_What is expected_. Lay out each line of the listing as a Markdown table with the columns Row and Line. Number the rows in order and leave out blank lines.
** START Exercise data **
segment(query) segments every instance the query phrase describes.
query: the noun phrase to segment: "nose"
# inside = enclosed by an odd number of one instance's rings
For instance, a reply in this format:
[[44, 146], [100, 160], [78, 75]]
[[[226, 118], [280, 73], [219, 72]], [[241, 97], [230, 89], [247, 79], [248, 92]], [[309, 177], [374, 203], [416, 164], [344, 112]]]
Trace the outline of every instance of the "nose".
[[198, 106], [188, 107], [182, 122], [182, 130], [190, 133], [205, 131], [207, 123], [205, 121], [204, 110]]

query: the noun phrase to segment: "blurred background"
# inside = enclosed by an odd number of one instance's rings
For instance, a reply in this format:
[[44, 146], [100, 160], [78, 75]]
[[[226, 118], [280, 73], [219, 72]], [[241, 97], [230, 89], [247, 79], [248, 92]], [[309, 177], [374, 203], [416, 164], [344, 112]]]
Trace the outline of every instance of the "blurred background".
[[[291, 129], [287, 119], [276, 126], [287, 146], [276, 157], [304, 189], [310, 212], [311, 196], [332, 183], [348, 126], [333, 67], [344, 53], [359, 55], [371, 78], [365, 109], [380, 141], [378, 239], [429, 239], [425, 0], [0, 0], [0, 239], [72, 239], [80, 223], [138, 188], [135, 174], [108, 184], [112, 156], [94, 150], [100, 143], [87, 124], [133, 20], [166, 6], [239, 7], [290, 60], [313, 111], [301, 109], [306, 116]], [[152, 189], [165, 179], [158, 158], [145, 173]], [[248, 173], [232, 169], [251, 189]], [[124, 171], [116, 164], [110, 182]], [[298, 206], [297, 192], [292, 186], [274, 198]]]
** END Exercise data **
_Output for this task_.
| Row | Line |
|---|---|
| 1 | segment(query) segments every instance the query phrase describes. |
| 2 | query: the noun phrase to segment: "nose" |
| 3 | # inside = enclosed by an odd number of one instance's rings |
| 4 | For instance, a reply in this format: |
| 5 | [[44, 146], [100, 160], [78, 75]] |
| 6 | [[[226, 118], [280, 73], [219, 72]], [[241, 97], [230, 89], [247, 79], [248, 92]], [[309, 177], [374, 203], [416, 164], [344, 112]]] |
| 7 | Trace the outline of every instance of the "nose". |
| 8 | [[198, 106], [188, 107], [182, 122], [182, 130], [190, 133], [205, 131], [207, 123], [205, 121], [204, 110]] |
| 9 | query: the noun phrase to segment: "blurred background" |
| 10 | # inside = enclosed by an odd number of one instance's rings |
| 11 | For instance, a reply in this format: |
| 12 | [[44, 146], [100, 160], [78, 75]] |
| 13 | [[[226, 118], [280, 73], [219, 72]], [[241, 97], [230, 89], [247, 79], [248, 92]], [[309, 177], [374, 203], [416, 164], [344, 112]]] |
| 14 | Trace the outline of every instance of the "blurred background". |
| 15 | [[[291, 129], [287, 119], [276, 126], [287, 146], [276, 157], [304, 189], [310, 212], [311, 196], [332, 183], [348, 126], [333, 67], [344, 53], [359, 55], [371, 78], [365, 109], [380, 141], [378, 239], [429, 239], [425, 0], [0, 0], [0, 239], [72, 239], [80, 223], [138, 188], [135, 174], [108, 184], [112, 156], [94, 150], [100, 143], [87, 124], [133, 20], [166, 6], [239, 7], [290, 60], [313, 111], [301, 109], [306, 116]], [[152, 189], [165, 179], [158, 158], [145, 173]], [[248, 173], [232, 169], [251, 189]], [[124, 171], [116, 164], [110, 182]], [[298, 206], [297, 192], [292, 186], [274, 198]]] |